— Start of Material provided —

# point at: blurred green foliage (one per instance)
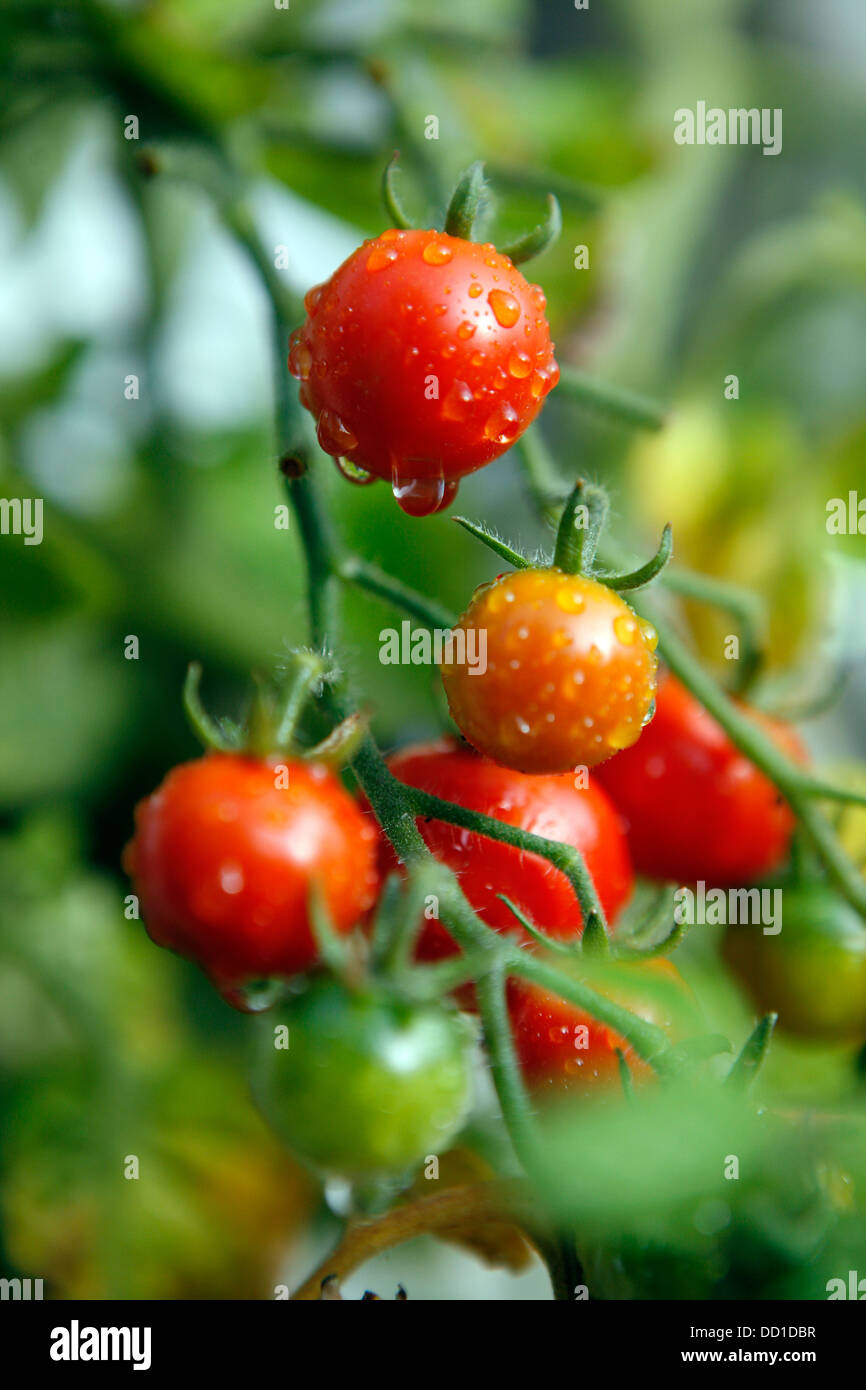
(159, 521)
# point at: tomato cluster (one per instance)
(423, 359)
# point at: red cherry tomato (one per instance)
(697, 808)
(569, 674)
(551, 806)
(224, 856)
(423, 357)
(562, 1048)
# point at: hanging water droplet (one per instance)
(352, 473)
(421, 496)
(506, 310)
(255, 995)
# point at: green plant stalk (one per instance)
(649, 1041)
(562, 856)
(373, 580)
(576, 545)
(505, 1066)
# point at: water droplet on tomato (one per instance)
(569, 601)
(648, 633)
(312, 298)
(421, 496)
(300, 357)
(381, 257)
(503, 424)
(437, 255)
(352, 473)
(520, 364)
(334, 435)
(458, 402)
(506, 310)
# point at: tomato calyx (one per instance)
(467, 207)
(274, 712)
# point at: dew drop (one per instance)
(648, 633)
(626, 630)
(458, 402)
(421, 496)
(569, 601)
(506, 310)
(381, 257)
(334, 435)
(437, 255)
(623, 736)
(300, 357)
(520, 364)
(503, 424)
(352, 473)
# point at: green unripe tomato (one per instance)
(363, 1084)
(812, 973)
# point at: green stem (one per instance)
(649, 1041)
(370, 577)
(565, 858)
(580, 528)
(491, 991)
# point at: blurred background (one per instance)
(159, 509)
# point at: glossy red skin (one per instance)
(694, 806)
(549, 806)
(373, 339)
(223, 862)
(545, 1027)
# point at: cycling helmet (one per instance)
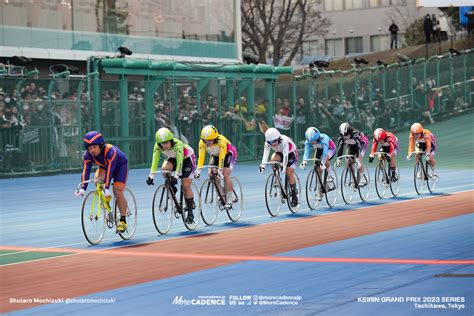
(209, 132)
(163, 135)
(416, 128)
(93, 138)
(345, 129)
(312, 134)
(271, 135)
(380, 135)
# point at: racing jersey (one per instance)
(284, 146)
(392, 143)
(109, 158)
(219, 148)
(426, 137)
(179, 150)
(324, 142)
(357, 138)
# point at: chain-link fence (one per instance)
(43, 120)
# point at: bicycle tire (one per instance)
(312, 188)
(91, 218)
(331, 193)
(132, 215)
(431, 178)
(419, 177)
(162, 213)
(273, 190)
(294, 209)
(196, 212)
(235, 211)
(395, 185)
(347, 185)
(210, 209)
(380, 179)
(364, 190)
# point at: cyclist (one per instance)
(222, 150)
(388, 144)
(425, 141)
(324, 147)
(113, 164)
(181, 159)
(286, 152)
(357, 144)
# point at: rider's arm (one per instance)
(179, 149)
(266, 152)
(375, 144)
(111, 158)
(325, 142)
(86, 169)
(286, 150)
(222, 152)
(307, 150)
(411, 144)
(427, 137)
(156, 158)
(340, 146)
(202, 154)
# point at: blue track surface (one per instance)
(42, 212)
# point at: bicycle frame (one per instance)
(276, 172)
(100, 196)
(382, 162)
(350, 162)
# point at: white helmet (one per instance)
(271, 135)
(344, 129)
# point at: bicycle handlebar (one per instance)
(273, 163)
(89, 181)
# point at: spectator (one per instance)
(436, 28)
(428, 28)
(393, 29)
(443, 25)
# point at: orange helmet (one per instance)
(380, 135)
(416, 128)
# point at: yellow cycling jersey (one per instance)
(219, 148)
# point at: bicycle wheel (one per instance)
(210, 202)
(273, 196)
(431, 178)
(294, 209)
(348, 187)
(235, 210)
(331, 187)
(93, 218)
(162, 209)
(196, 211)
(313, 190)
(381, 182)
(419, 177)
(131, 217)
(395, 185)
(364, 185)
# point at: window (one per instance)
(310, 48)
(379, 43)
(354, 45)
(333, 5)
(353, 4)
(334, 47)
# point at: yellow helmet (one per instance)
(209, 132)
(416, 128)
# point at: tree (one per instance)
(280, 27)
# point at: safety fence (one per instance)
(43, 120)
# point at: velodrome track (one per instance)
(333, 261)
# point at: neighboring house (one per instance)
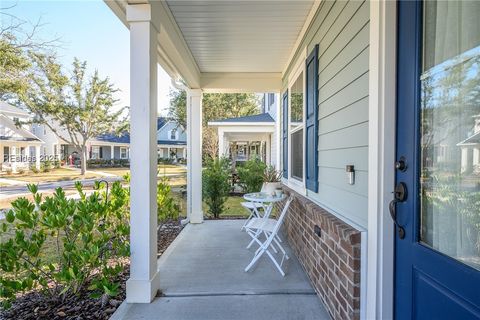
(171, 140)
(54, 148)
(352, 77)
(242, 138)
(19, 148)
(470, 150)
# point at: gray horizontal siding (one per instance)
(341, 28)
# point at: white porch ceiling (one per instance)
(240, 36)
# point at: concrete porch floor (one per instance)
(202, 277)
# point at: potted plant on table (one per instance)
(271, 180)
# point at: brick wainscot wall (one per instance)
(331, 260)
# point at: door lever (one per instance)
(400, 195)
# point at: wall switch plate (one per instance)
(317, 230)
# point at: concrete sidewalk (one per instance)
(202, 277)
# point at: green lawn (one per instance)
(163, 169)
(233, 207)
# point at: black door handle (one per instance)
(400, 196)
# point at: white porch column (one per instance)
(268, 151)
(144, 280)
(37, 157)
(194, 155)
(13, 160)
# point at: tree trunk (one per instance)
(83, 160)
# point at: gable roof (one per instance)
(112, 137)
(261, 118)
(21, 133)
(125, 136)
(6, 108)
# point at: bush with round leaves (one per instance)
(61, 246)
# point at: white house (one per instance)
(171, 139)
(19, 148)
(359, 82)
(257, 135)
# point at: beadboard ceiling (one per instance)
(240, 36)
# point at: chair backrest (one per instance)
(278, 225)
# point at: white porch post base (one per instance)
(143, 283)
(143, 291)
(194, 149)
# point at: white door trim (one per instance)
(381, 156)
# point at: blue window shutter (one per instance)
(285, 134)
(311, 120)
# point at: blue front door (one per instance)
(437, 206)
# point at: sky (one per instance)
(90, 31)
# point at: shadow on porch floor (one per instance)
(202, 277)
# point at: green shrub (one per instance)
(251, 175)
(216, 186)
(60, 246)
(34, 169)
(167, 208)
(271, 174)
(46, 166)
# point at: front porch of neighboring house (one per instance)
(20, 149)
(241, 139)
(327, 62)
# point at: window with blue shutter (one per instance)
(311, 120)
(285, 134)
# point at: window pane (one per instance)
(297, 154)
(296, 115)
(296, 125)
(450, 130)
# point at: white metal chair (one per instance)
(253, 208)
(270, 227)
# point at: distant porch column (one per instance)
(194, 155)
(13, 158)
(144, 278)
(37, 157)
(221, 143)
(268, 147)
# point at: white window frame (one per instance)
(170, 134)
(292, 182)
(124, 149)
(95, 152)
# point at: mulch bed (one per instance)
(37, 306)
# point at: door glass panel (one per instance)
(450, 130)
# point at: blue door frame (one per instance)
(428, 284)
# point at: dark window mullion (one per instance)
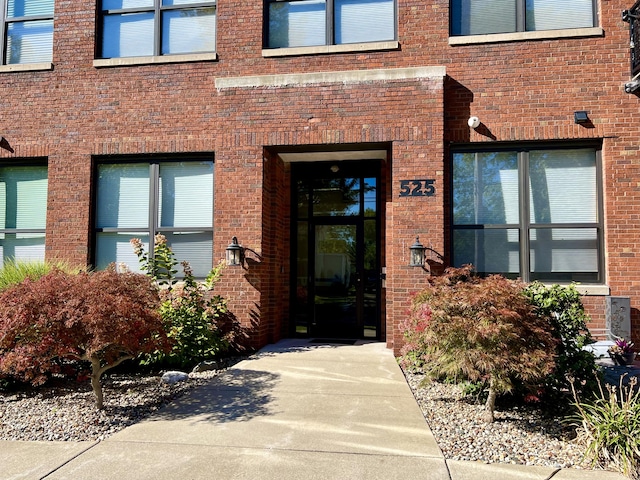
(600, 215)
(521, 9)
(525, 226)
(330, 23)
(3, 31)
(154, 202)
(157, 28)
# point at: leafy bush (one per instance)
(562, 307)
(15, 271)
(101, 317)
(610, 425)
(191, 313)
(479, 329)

— End of Material provided —

**Exercise goal**
Reproduce all the records with "dew drop" switched to "dewdrop" and nothing else changed, leaving the pictures out.

**Reply to the exercise**
# point at: blurred green foliage (one per instance)
(159, 521)
# point at: tomato cluster (one per instance)
(423, 359)
# point at: red cherry tomato (one per instance)
(697, 808)
(569, 674)
(551, 806)
(224, 856)
(423, 357)
(562, 1048)
# point at: hanging water droplet (one per instance)
(352, 473)
(421, 496)
(506, 310)
(255, 995)
# point at: green plant stalk (one per instance)
(649, 1041)
(562, 856)
(373, 580)
(576, 545)
(505, 1066)
# point at: water droplet on tomato (one per instance)
(569, 601)
(648, 633)
(312, 298)
(421, 496)
(300, 357)
(381, 257)
(503, 424)
(437, 255)
(352, 473)
(520, 364)
(334, 435)
(458, 402)
(506, 310)
# point at: tomato calyx (one per instance)
(467, 207)
(274, 712)
# point at: dewdrop (one per instance)
(648, 633)
(626, 630)
(458, 402)
(421, 496)
(569, 601)
(506, 310)
(381, 257)
(334, 435)
(437, 255)
(623, 736)
(300, 357)
(520, 364)
(503, 424)
(352, 473)
# point at: green unripe tomato (one per instance)
(363, 1084)
(812, 973)
# point at: green stem (one per instance)
(649, 1041)
(370, 577)
(565, 858)
(580, 528)
(491, 991)
# point at: blurred background (one per instance)
(159, 509)
# point at: glossy red skin (one per instance)
(694, 806)
(549, 806)
(373, 339)
(223, 862)
(545, 1027)
# point at: cycling helmet (one per instance)
(209, 132)
(163, 135)
(416, 128)
(93, 138)
(345, 129)
(312, 134)
(271, 135)
(380, 135)
# point at: racing jersey (one per instance)
(284, 146)
(392, 143)
(109, 158)
(219, 148)
(426, 137)
(179, 150)
(324, 142)
(357, 138)
# point at: chain-link fence (one per instance)
(43, 120)
# point at: bicycle tire (one per instance)
(312, 188)
(91, 218)
(331, 193)
(132, 215)
(431, 178)
(419, 177)
(162, 213)
(273, 190)
(294, 209)
(196, 212)
(235, 211)
(395, 185)
(347, 185)
(210, 209)
(380, 179)
(364, 190)
# point at: cyclist (one per instance)
(222, 150)
(388, 144)
(425, 141)
(324, 147)
(113, 164)
(181, 159)
(286, 152)
(357, 144)
# point at: rider's arm (one per instance)
(179, 149)
(266, 152)
(375, 144)
(111, 158)
(325, 142)
(86, 169)
(286, 150)
(222, 152)
(307, 150)
(411, 144)
(427, 137)
(156, 158)
(340, 146)
(202, 154)
# point at: blue track surface (one per instance)
(42, 212)
# point at: bicycle frame (one per instance)
(276, 172)
(100, 196)
(382, 162)
(350, 162)
# point at: white helmet (one per instance)
(271, 135)
(344, 129)
# point at: bicycle handlebar (one per instance)
(273, 163)
(89, 181)
# point at: spectator (one per instance)
(436, 28)
(428, 28)
(393, 29)
(443, 25)
# point at: orange helmet (one per instance)
(380, 135)
(416, 128)
# point at: yellow cycling jersey (one per instance)
(219, 148)
# point at: bicycle wheel (one per instance)
(210, 202)
(273, 196)
(431, 178)
(294, 209)
(348, 187)
(235, 210)
(331, 187)
(93, 218)
(162, 209)
(196, 211)
(313, 190)
(381, 182)
(419, 177)
(131, 217)
(395, 185)
(364, 185)
# point at: window (one per instance)
(310, 48)
(379, 43)
(354, 45)
(333, 5)
(353, 4)
(334, 47)
# point at: yellow helmet (one per instance)
(209, 132)
(416, 128)
# point at: tree (one per instance)
(280, 27)
# point at: safety fence (one per instance)
(43, 120)
# point at: velodrome track (one per instance)
(333, 261)
# point at: neighboring house (one per instance)
(171, 140)
(54, 148)
(352, 77)
(242, 138)
(19, 148)
(470, 150)
# point at: gray horizontal siding (one per instance)
(341, 28)
# point at: white porch ceiling (one per instance)
(240, 36)
# point at: concrete porch floor (one per instance)
(202, 277)
# point at: potted plant on table (one per instance)
(271, 180)
# point at: brick wainscot wall (one per instance)
(331, 260)
# point at: door lever (one per instance)
(400, 195)
# point at: wall switch plate (one per instance)
(317, 230)
# point at: concrete sidewalk (one per instance)
(202, 277)
# point at: green lawn (one per instance)
(163, 169)
(233, 207)
# point at: black door handle (one per instance)
(400, 196)
# point at: white porch column (one per instance)
(268, 151)
(144, 280)
(37, 157)
(194, 155)
(13, 160)
# point at: tree trunk (one per instance)
(83, 160)
# point at: gable roof (one per instance)
(112, 137)
(261, 118)
(21, 133)
(125, 136)
(6, 108)
# point at: bush with round leaves (one per instance)
(61, 246)
# point at: white house (one per instance)
(171, 139)
(19, 148)
(359, 82)
(257, 135)
# point at: beadboard ceiling (one per instance)
(240, 36)
# point at: chair backrest (one per instance)
(278, 225)
# point at: white porch post base (one per instance)
(143, 283)
(143, 291)
(194, 149)
# point at: white door trim (one per instance)
(381, 156)
# point at: blue window shutter (one per instance)
(285, 134)
(311, 120)
# point at: blue front door (one per instance)
(437, 206)
# point at: sky (one per instance)
(90, 31)
# point at: shadow on porch floor (one per instance)
(202, 277)
# point at: green shrub (one per instance)
(251, 175)
(216, 186)
(60, 246)
(34, 169)
(167, 208)
(271, 174)
(46, 166)
# point at: front porch of neighboring house (one per instance)
(20, 149)
(241, 139)
(327, 62)
# point at: window with blue shutter (one per instance)
(311, 120)
(285, 134)
# point at: window pane (one per instance)
(297, 154)
(296, 115)
(296, 125)
(450, 130)
# point at: white metal chair (one per instance)
(253, 208)
(270, 227)
# point at: distant porch column (one per instance)
(194, 155)
(13, 158)
(144, 278)
(37, 157)
(221, 143)
(268, 147)
# point at: white window frame (one per instance)
(170, 134)
(292, 182)
(124, 149)
(95, 152)
# point at: mulch bed (one per instance)
(37, 306)
# point at: door glass panel (one per instance)
(450, 130)
# point at: blue door frame (one per instance)
(428, 284)
# point at: dark window mullion (one per instance)
(600, 215)
(521, 9)
(525, 226)
(330, 23)
(3, 31)
(154, 202)
(157, 28)
# point at: leafy bush (one per instance)
(562, 307)
(15, 271)
(101, 317)
(610, 425)
(191, 313)
(479, 329)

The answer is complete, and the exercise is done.